## EXTRACT
[Start of section]

Hunter Thompson: Good evening

Hunter Thompson: Sorry, I'm betting on the basketball game right now. Wait a minute. I hope Utah wins, but I think Chicago will.

Bookpgsara: In your new collection of letters, The PROUD HIGHWAY, edited by Douglas Brinkley, you said that you threw out 12 letters for every one that was published. When did you start saving your letters and why?

Hunter Thompson: Apparently so. I didn't really write a lot of letters until I went away from home. I I knew something about what was going to happen. But I haven't looked at any of them until now.

Bookpgsara: Did you know you were going to be a writer when you were 3 on your mama's knee?

Hunter Thompson: I knew pretty early on. By the time I got to high school I knew what I was gonna do. Mainly because I looked around and saw there wasn't much else I was able to do. I was a criminal. I was a juvenile delinquent. I was charged with everything from. . . I was once charged with rape, assault . I bit a woman on the back. I was the Marv Albert of my time. I was a wild boy.

Bookpgsara: One thing I noticed from the letters --- and this will surprise many people --- that there is always a real politeness in your tone, even when you're yelling at someone. Where does that come from?

[End of section]

## DATA FOR REVIEW
[Start of section]

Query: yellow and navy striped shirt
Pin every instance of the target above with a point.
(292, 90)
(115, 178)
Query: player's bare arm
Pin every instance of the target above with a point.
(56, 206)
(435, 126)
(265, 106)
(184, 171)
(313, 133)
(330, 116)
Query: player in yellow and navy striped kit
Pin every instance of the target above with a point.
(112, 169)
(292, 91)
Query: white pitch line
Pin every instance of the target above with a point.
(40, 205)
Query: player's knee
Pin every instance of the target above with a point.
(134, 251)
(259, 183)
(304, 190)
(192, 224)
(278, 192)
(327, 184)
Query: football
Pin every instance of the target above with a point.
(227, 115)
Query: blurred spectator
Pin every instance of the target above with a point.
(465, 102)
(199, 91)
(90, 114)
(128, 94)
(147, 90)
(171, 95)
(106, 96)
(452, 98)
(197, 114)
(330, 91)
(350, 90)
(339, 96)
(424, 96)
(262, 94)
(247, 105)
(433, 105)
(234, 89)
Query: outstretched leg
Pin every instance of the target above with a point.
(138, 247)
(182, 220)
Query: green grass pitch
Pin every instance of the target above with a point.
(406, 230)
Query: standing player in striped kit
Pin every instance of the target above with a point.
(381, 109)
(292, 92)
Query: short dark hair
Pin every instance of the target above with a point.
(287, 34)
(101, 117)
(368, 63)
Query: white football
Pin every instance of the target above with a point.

[End of section]

## PROBLEMS AND TASKS
a) In the interview, which team does Thompson say he hopes will win the basketball game?
b) For each statement, say whether it agrees with the interview, and quote the words that decide it. (i) The letter collection was edited by Douglas Brinkley. (ii) Thompson wrote many letters while he still lived at home. (iii) Thompson knew what he would do by the time he reached high school.

## ANSWERS BY TASK
a) Utah

b)
(i) Yes: "edited by Douglas Brinkley"
(ii) No: "I didn't really write a lot of letters until I went away from home."
(iii) Yes: "By the time I got to high school I knew what I was gonna do."